* [ABOUT THIS TASK]: Repeat the listing below exactly.

[DATA FOR ANALYSIS]

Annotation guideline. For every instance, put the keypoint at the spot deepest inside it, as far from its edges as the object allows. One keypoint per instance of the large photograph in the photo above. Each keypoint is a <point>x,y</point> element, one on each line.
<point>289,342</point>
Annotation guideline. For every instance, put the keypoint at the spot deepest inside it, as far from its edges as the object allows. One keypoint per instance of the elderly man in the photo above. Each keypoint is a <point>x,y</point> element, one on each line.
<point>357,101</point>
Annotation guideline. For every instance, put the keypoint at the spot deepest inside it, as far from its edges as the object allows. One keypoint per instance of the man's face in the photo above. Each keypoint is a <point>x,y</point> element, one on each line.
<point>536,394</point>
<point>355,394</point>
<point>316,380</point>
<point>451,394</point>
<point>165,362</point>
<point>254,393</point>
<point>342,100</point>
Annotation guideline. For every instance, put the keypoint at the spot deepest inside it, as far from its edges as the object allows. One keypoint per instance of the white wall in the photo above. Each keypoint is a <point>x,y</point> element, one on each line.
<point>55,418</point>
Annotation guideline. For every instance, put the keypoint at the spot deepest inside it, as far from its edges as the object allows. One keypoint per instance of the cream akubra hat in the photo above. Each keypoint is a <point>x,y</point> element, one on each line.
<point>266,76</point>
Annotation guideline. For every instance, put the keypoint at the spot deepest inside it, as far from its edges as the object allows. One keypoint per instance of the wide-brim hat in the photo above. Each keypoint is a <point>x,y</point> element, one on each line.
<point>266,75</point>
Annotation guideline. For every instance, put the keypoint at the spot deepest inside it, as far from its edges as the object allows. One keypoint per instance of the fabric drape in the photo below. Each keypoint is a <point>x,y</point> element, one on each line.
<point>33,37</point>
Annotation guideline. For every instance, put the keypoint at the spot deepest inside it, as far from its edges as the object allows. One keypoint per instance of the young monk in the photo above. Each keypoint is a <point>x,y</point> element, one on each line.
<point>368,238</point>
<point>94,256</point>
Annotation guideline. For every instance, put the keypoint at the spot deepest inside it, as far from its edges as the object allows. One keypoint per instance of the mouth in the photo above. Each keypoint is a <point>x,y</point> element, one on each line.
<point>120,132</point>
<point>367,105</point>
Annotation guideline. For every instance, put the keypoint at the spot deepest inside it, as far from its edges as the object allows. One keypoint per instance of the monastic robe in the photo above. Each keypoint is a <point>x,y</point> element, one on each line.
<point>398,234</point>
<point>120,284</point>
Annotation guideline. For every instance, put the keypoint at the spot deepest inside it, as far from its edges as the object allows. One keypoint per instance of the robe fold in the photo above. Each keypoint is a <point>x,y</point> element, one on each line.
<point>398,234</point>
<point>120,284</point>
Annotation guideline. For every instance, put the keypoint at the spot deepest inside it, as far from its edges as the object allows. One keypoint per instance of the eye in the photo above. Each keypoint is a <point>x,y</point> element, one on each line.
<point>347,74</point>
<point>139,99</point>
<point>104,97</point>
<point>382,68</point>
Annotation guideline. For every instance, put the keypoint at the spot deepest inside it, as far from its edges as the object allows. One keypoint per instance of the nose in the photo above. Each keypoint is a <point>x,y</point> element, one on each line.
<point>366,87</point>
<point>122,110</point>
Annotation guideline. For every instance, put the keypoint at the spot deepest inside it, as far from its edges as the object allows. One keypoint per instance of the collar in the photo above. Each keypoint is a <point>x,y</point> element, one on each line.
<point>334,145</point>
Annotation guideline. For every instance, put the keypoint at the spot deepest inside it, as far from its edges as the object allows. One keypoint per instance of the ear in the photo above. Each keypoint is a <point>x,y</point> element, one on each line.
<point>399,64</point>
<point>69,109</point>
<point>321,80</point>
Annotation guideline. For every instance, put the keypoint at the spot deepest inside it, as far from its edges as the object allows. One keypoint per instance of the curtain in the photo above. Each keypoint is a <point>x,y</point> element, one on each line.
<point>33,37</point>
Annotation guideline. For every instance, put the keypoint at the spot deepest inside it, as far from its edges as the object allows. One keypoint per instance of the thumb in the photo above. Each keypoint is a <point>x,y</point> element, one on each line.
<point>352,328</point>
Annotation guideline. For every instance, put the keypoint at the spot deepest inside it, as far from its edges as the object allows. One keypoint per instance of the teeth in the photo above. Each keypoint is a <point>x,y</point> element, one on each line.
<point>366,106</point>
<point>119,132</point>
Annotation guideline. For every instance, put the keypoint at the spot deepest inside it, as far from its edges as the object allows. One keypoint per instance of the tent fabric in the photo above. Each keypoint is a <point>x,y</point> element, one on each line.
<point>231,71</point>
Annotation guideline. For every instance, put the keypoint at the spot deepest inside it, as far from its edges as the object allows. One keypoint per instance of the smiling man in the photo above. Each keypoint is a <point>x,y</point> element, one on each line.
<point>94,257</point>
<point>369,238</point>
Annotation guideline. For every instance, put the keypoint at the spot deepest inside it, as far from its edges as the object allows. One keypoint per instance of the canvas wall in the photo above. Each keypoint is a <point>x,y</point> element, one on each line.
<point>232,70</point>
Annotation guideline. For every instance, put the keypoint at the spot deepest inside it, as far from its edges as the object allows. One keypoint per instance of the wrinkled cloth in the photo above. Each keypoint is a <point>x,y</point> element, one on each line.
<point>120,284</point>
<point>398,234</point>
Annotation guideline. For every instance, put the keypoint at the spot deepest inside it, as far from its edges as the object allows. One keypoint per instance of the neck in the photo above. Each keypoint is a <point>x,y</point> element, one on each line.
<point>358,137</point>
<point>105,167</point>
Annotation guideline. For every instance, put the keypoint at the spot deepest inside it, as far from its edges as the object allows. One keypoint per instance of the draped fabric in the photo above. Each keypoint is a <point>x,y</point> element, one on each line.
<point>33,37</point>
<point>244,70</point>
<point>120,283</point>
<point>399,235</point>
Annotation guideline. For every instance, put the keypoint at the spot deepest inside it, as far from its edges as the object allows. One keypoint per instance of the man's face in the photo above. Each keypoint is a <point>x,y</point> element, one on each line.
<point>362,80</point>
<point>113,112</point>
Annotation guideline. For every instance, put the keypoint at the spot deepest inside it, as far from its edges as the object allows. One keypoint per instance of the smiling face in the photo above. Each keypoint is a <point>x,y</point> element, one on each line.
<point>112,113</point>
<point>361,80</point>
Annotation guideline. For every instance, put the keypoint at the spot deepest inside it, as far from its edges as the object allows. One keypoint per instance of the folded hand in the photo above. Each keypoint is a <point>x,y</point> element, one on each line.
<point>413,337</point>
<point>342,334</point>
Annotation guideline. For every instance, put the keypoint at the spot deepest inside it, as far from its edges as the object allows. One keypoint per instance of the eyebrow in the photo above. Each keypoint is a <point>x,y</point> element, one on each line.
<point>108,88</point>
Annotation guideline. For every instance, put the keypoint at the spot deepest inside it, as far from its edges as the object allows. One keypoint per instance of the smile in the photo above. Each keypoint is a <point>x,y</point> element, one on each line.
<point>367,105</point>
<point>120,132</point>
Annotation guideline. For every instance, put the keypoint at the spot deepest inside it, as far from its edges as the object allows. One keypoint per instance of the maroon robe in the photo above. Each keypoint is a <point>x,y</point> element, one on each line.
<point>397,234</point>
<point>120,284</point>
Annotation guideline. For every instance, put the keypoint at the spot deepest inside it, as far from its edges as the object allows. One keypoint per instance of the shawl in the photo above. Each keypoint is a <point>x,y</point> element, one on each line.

[/DATA FOR ANALYSIS]

* [ANSWER TO THIS EXERCISE]:
Annotation guideline. For every instance, put the keypoint at the spot deepest inside it, as far from its edges as the object allows. One keypoint per instance of the large photograph in the photo above. Each keypoint is a <point>x,y</point> element, one on each line.
<point>289,342</point>
Annotation guideline. For every instance, put the keypoint at the spot deepest inside it, as far from its edges as the object allows. One keypoint per instance of the elderly man in the photo above. Each keypoint is a <point>x,y</point> element, one on each line.
<point>357,101</point>
Annotation guideline. For every instance, put the keypoint at the spot deepest inside it, as far from its edges as the object allows. One keypoint per instance of the man's face in the photo above. Each keypoint is a <point>x,y</point> element, one on each line.
<point>536,394</point>
<point>355,394</point>
<point>316,380</point>
<point>451,394</point>
<point>165,362</point>
<point>254,393</point>
<point>342,100</point>
Annotation guideline. For every instance, put the keypoint at the spot deepest inside it, as far from its edges as the object allows. One keypoint per instance of the white wall in the photo above. Each keypoint is a <point>x,y</point> element, one on each line.
<point>55,418</point>
Annotation guideline. For every instance, put the keypoint at the spot deepest inside it, as far from its edges as the object allows. One keypoint per instance of the cream akubra hat in the photo above. Each keypoint is a <point>x,y</point> element, one on each line.
<point>266,76</point>
Annotation guideline. For every instance, put the keypoint at the spot deepest inside it, as far from its edges as the object allows. One keypoint per instance of the wide-brim hat in the photo above. Each keypoint is a <point>x,y</point> element, one on each line.
<point>266,75</point>
Annotation guideline. For every instance, put the keypoint at the spot deepest inside it, as far from its edges as the object allows. One keypoint per instance of the fabric drape in the photo below. Each keypoint is a <point>x,y</point> element, one on each line.
<point>33,37</point>
Annotation guideline. For every instance, put the keypoint at the spot deepest inside it, as far from its edges as the object allows. One keypoint per instance of the young monk in the photo above. Each keypoint is a <point>x,y</point> element, one on each line.
<point>368,238</point>
<point>94,256</point>
Annotation guideline. For every instance, put the keypoint at the spot deepest inside it, as far from its edges as the object allows. One keypoint per instance of the mouth in the photo above. Each keypoint is a <point>x,y</point> element, one on each line.
<point>120,132</point>
<point>367,105</point>
Annotation guideline. For every instance, put the keypoint at the spot deepest inside it, as far from its edges as the object allows. One keypoint per instance of the monastic robe in the photo above. Each keypoint is a <point>x,y</point> element, one on each line.
<point>398,234</point>
<point>120,284</point>
Annotation guideline. For every instance, put the keypoint at the spot deepest inside it, as far from its edges as the object allows. One keypoint per instance of the robe fold in the photo above. Each keypoint is a <point>x,y</point> element, one on each line.
<point>398,234</point>
<point>120,284</point>
Annotation guideline. For every instance, put the keypoint at the spot deepest inside it, as far from its edges as the object allows. One keypoint per instance of the eye in the photo above. Each keypoint is a <point>x,y</point> element, one on each line.
<point>347,74</point>
<point>139,99</point>
<point>104,97</point>
<point>382,68</point>
Annotation guideline. For every instance, put the keypoint at the spot deepest inside it, as far from its edges as the object allows. One keypoint per instance of the nose in the photo above. Each keypoint is a <point>x,y</point> element, one on each line.
<point>366,87</point>
<point>122,110</point>
Annotation guideline. For every instance, put the keypoint at the spot deepest inside it, as far from its edges as the object allows. One keypoint per instance of the collar in the photo above. Each keypoint is a <point>x,y</point> element, one on each line.
<point>334,145</point>
Annotation guideline. For every instance, put the keypoint at the spot deepest inside it, as far from its edges as the object allows. One keypoint per instance of the ear in the photo above. Each keypoint is a <point>x,y</point> element, one on each line.
<point>399,64</point>
<point>69,109</point>
<point>321,80</point>
Annotation guideline. For every instance, put the keypoint at the spot deepest inside it, as far from its edges as the object allows. One keypoint per instance of the curtain in the photo above. Each keypoint is a <point>x,y</point> element, one on each line.
<point>33,37</point>
Annotation guideline. For every instance, put the keypoint at the spot deepest inside it, as far from its edges as the object allows. One keypoint per instance of the thumb in the photo above. Each keypoint is a <point>x,y</point> element, one on each line.
<point>352,328</point>
Annotation guideline. For every instance, put the keypoint at the spot deepest inside it, as far from its edges as the object allows. One keypoint per instance of the teeth in the photo above. Each keypoint is a <point>x,y</point> element, one on each line.
<point>366,106</point>
<point>119,132</point>
Annotation guideline. For every instance, put the keypoint at the spot deepest inside it, as far from its edges as the object allows. One keypoint per instance of the tent fabric in the photo above. Each keypoint is a <point>x,y</point> element, one on each line.
<point>231,71</point>
Annotation guideline. For every instance, put the keypoint at the spot deepest inside it, as far from its edges as the object allows. One keypoint per instance of the smiling man in the photo above. Each keypoint is a <point>x,y</point> element, one on each line.
<point>94,257</point>
<point>369,238</point>
Annotation guideline. For every instance, put the keypoint at the spot deepest inside it, as far from its edges as the object allows. One keypoint per instance of the canvas wall in the photo above. Each keypoint is a <point>x,y</point> element, one on each line.
<point>232,70</point>
Annotation guideline. For every instance, put the keypoint at the spot deepest inside it, as far from its edges as the object allows. One keypoint per instance of the wrinkled cloth in the photo above. Each keypoint is a <point>x,y</point> element, one on each line.
<point>120,284</point>
<point>398,234</point>
Annotation guideline. For every instance, put the keypoint at the spot deepest inside it, as far from its edges as the object allows. One keypoint per instance of the neck in the photo above. Each keypoint is a <point>x,y</point> element, one on each line.
<point>358,137</point>
<point>105,167</point>
Annotation guideline. For every instance, put the keypoint at the spot deepest inside it, as far from its edges as the object allows. One keypoint per instance of the draped fabric in the photo above. Each keypoint is a <point>x,y</point> element, one on each line.
<point>33,37</point>
<point>244,70</point>
<point>120,283</point>
<point>399,235</point>
Annotation guideline. For every instance, put the keypoint at the spot deepest inside it, as far from its edges as the object allows. One keypoint per instance of the man's face in the photo above. Each keypoint is a <point>x,y</point> element, one on each line.
<point>362,80</point>
<point>113,112</point>
Annotation guideline. For every instance, put the keypoint at the spot deepest inside it, as far from its edges as the object allows. One keypoint per instance of the smiling face in the photo above. Each keypoint is a <point>x,y</point> element, one on each line.
<point>112,113</point>
<point>361,80</point>
Annotation guideline. For every instance, put the keypoint at the spot deepest inside it, as far from its edges as the object allows. One keypoint per instance of the folded hand in the photo above. Each keypoint is a <point>x,y</point> element, one on each line.
<point>413,337</point>
<point>342,334</point>
Annotation guideline. For every instance, put the keypoint at the spot deepest inside it, as far from its edges as the object allows. One keypoint per instance of the eyebrow in the photo above. Each keypoint is a <point>x,y</point> element, one on each line.
<point>108,88</point>
Annotation guideline. For every instance, put the keypoint at the spot deepest inside it, as far from its edges as the object allows. One keypoint per instance of the smile in the photo above. Each keypoint is a <point>x,y</point> element, one on each line.
<point>367,105</point>
<point>120,132</point>
Annotation guideline. For every instance, put the keypoint at the spot deepest inside it, as far from its edges as the object allows. One keypoint per instance of the maroon robe in the photo above. Each keypoint is a <point>x,y</point> element, one on each line.
<point>397,234</point>
<point>120,284</point>
Annotation guideline. For every instance, put the keypoint at the spot deepest inside it, as far from its edges as the object allows. One keypoint per instance of the shawl in the photo above. Each keypoint is a <point>x,y</point> element, one on each line.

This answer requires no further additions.